▶ **TÂCHE DONNÉE 1**: Recopiez à l'identique, dans le passage fourni, le fragment qui va de « 8. D’évidence, pareille » jusqu'à « de l’invention organisatrice. » inclus.
▶ **TÂCHE DONNÉE 2**: Selon le passage fourni, pourquoi remettre en cause la forme actuelle du parti communiste n'est-il pas un projet liquidateur ? Répondez en une à trois phrases.

▶ **PASSAGE FOURNI**:

Une idée comme celle-là fait typiquement partie de celles dont Marx dit qu’elle deviennent des forces matérielles quand elles s’emparent des masses. Mais quelle campagne de sommet, forcément bien confidentielle en l’état actuel de l’audience du parti, pourrait faire qu’elle s’empare des masses ? Supposons au contraire que des organisations communistes de terrain se soient depuis des années consacrées entièrement avec esprit de suite à mettre pareil projet en partage avec les salariés de telle entreprise et tel service, avec à la clef nombre d’initiatives concrètes, voire de premiers succès partiels : je mets en fait que la proposition, portée par eux, serait aujourd’hui une force difficilement contournable sur le plan national. Or il y a par vingtaines des objectifs de transformation sociale profonde qu’il importe au premier chef de traiter ainsi avec esprit de suite et ambition croissante, de la conquête du droit d’intervention des salariés dans la gestion au révolutionnement du scandaleux contenu des informations télévisées, en passant par tous les domaines de la vie sociale, relationnelle, intellectuelle.

Je pense que ce qui précède esquisse aussi réponse à la troisième question. Risque de négliger les grands batailles électorales ? N’est-ce pas bien plutôt à trop vouloir ne pas les manquer qu’on les a manquées depuis tant d’années ? Commençons à rendre éclatante, sur le terrain et au jour le jour, l’utilité nationale spécifique d’une organisation communiste digne de ce nom, je garantis que même l’élection présidentielle – tant que nous n’aurons pas pu faire changer la Constitution – cessera d’être pour elle un épouvantail.

 

8. D’évidence, pareille mutation de stratégie n’est concevable qu’accolée à un changement fondamental du mode d’organisation. C’est le deuxième volet capital de la révolution du communisme qu’il est archi-urgent d’engager. Et pour commencer sur ce sujet, tordons-le cou à une objection éculée : mettre en cause dans son principe la forme de l’actuel parti communiste dans le sens où on le fait ici est le contraire même d’un projet liquidateur ; peut-on même faire observer que ce qui est en train de liquider sous nos yeux l’organisation communiste est justement cette forme-là ? Ce qui est à l’ordre du jour, c’est précisément une vigoureuse relance de l’invention organisatrice.

▶ **DONNÉES ENREGISTRÉES**:
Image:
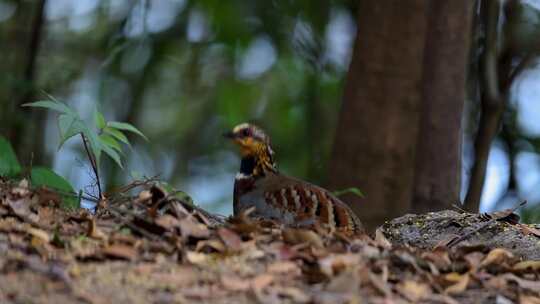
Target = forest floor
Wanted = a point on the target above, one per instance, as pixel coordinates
(154, 248)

▶ **RÉPONSE RÉDIGÉE 1**:
8. D’évidence, pareille mutation de stratégie n’est concevable qu’accolée à un changement fondamental du mode d’organisation. C’est le deuxième volet capital de la révolution du communisme qu’il est archi-urgent d’engager. Et pour commencer sur ce sujet, tordons-le cou à une objection éculée : mettre en cause dans son principe la forme de l’actuel parti communiste dans le sens où on le fait ici est le contraire même d’un projet liquidateur ; peut-on même faire observer que ce qui est en train de liquider sous nos yeux l’organisation communiste est justement cette forme-là ? Ce qui est à l’ordre du jour, c’est précisément une vigoureuse relance de l’invention organisatrice.

▶ **RÉPONSE RÉDIGÉE 2**: C'est justement cette forme actuelle du parti qui est en train de liquider l'organisation communiste. La remettre en cause en est donc le contraire même et vise une vigoureuse relance de l'invention organisatrice.